* Required action
Using the records provided below, locate and copy each line that contains the word "small".

* Supplied records
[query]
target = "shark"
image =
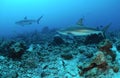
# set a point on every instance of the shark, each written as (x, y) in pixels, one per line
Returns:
(79, 29)
(27, 21)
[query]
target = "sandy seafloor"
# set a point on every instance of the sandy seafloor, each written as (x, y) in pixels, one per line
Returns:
(45, 56)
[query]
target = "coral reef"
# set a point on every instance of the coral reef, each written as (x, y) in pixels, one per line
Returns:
(106, 46)
(66, 58)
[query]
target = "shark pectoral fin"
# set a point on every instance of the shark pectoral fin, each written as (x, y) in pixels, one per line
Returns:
(38, 20)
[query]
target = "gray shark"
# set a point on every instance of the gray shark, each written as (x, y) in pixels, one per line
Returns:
(26, 21)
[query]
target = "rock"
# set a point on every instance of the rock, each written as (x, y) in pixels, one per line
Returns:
(105, 46)
(93, 39)
(57, 40)
(16, 50)
(67, 56)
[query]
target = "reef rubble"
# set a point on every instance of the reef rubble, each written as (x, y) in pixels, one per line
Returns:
(59, 58)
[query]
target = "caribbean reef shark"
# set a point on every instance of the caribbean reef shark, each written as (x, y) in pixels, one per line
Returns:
(81, 30)
(27, 21)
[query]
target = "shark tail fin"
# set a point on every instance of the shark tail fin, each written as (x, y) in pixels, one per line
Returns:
(106, 27)
(38, 20)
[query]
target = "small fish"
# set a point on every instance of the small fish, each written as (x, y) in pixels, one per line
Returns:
(26, 21)
(80, 30)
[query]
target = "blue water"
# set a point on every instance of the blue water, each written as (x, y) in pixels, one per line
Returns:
(57, 14)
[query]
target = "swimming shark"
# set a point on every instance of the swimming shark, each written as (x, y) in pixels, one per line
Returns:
(81, 30)
(27, 21)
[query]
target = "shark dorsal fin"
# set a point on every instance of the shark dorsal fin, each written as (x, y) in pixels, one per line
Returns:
(80, 22)
(25, 18)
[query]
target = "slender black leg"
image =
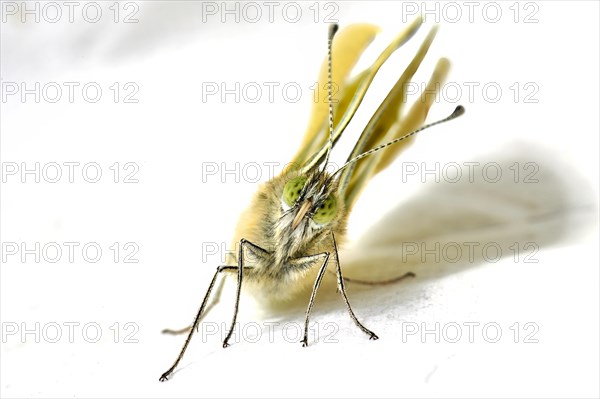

* Your solution
target = "small fish"
# set a point on every instance of the small fish, each written as (x, y) in pixels, one per line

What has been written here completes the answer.